[Coordinate annotation records]
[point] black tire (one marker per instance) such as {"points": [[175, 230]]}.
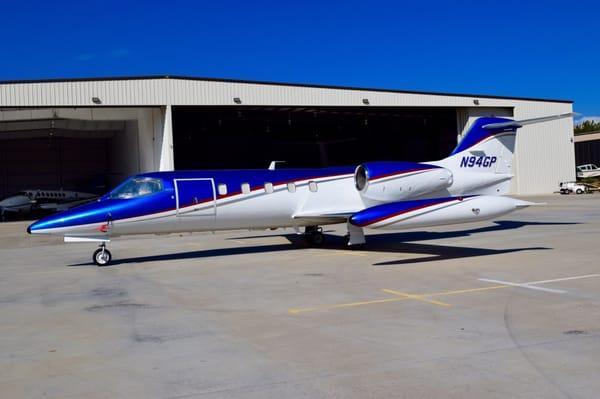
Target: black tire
{"points": [[316, 239], [102, 257]]}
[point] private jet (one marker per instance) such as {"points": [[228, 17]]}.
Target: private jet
{"points": [[467, 186]]}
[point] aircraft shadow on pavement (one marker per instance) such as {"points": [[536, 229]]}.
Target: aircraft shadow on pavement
{"points": [[382, 243]]}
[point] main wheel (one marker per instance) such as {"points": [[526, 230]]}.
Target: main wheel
{"points": [[315, 239], [101, 257]]}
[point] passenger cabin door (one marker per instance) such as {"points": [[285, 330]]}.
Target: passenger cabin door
{"points": [[195, 197]]}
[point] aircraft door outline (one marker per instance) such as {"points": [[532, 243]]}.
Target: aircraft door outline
{"points": [[189, 192]]}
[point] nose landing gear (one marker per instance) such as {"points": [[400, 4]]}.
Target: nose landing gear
{"points": [[102, 256]]}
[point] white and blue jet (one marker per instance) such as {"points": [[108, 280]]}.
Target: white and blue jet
{"points": [[467, 186]]}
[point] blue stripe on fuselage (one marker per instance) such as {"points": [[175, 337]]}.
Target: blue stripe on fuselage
{"points": [[115, 209]]}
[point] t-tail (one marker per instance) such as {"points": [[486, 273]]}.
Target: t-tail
{"points": [[482, 162]]}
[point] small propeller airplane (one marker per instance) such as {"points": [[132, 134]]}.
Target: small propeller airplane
{"points": [[467, 186]]}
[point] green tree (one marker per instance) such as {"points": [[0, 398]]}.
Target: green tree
{"points": [[587, 126]]}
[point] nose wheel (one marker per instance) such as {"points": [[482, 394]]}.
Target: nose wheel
{"points": [[102, 256]]}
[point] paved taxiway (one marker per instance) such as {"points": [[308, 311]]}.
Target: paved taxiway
{"points": [[501, 309]]}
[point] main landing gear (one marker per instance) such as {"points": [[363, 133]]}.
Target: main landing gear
{"points": [[102, 256], [355, 239], [314, 236]]}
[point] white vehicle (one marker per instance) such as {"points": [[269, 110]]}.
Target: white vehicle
{"points": [[572, 187], [588, 170]]}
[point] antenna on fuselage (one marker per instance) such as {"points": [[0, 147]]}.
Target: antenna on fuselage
{"points": [[273, 164]]}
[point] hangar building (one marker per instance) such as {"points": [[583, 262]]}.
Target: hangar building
{"points": [[75, 133]]}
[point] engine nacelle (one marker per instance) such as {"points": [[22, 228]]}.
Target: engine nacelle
{"points": [[380, 182]]}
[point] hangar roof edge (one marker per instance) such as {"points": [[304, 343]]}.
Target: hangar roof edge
{"points": [[259, 82]]}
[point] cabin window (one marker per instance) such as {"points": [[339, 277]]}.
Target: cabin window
{"points": [[137, 187]]}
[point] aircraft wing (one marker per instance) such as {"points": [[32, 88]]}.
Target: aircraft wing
{"points": [[326, 215]]}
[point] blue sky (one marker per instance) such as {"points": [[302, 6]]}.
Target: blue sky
{"points": [[525, 48]]}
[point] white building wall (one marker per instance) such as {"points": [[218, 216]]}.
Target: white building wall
{"points": [[544, 153]]}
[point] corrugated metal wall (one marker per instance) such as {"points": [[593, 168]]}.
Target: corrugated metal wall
{"points": [[545, 154]]}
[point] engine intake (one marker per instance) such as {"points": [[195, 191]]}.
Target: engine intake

Description of the task
Quote the entries in full. Any image among them is to be omitted from the copy.

Task result
[point] black tire (one marker per instance) such as {"points": [[175, 230]]}.
Target: black tire
{"points": [[316, 239], [102, 257]]}
[point] private jet (one marker per instance) such as {"points": [[228, 17]]}.
Target: private jet
{"points": [[467, 186]]}
[point] aircraft shadow on pavement (one marker per instance) such as {"points": [[536, 229]]}.
Target: aircraft shadow on pavement
{"points": [[382, 243]]}
[point] main wheel (one marker per instance) such as {"points": [[526, 230]]}.
Target: main wheel
{"points": [[315, 239], [101, 257]]}
[point] passenger cabin door (one marker per instance) such as {"points": [[285, 330]]}.
Target: passenger cabin door
{"points": [[195, 197]]}
[point] aircraft door outline (one marker per instance) such as {"points": [[532, 243]]}.
Target: aircraft door outline
{"points": [[189, 192]]}
[point] nose landing gear (one marker per instance) such as {"points": [[400, 4]]}.
Target: nose landing gear
{"points": [[102, 256]]}
[point] white and blue jet (one marker per instance) such as {"points": [[108, 280]]}.
Target: white and blue jet
{"points": [[467, 186]]}
[point] blue stripe on fuselage (one marker per instance) such as {"points": [[175, 337]]}.
Target: blue stripe on fuselage
{"points": [[115, 209]]}
[point] t-tail (one marker per instance) such as {"points": [[486, 273]]}.
Target: t-tail
{"points": [[482, 162]]}
[point] small propeller airplane (one marker per instance) such as {"points": [[132, 134]]}.
Target: small propeller airplane
{"points": [[467, 186]]}
[point] green tree (one marker per instance) such as {"points": [[0, 398]]}.
Target: green tree
{"points": [[587, 126]]}
[point] nose wheel (one marker per instance) such as {"points": [[482, 394]]}.
Target: nose wheel
{"points": [[102, 256]]}
[point] paved taxiway (one marker per instance) such as {"points": [[308, 311]]}.
Target: paved taxiway
{"points": [[501, 309]]}
[point] main landing gear (one marker per instance) such as {"points": [[363, 133]]}.
Target: main landing gear
{"points": [[102, 256], [355, 239], [314, 236]]}
[point] white vehicle (one marker per instance) such as {"points": [[269, 110]]}.
Target: white vehicle
{"points": [[572, 187], [588, 170]]}
[point] antenna on fuselage (one marker per instance) such as {"points": [[0, 147]]}.
Target: antenna on fuselage
{"points": [[273, 164]]}
[point] hangar building (one marker per instance) such as {"points": [[583, 262]]}.
Target: hangar building
{"points": [[75, 133]]}
[point] engine nacelle (one marker per instance) such as {"points": [[22, 228]]}.
Target: engine nacelle
{"points": [[380, 182]]}
[point] hangar roof edge (one marker per instance) such as {"points": [[304, 343]]}.
Target: hangar roof edge
{"points": [[259, 82]]}
[point] cabin window (one marker per instance) such as {"points": [[339, 277]]}.
Target: cabin window
{"points": [[137, 187]]}
[point] aircraft wing (one marker per instance) such as {"points": [[32, 88]]}.
Target: aircraft wing
{"points": [[326, 215]]}
[point] blue sky (one marker per instance) such as {"points": [[302, 6]]}.
Target: blue sky
{"points": [[525, 48]]}
[point] white building wall (one marker per instance) such as {"points": [[218, 216]]}.
Target: white building wall
{"points": [[544, 153]]}
[point] corrugated metal wall (one marker per instance) such as {"points": [[593, 168]]}.
Target: corrugated metal wall
{"points": [[545, 154]]}
[point] engine intake (one marker per instance) such as {"points": [[195, 191]]}.
Target: engine intake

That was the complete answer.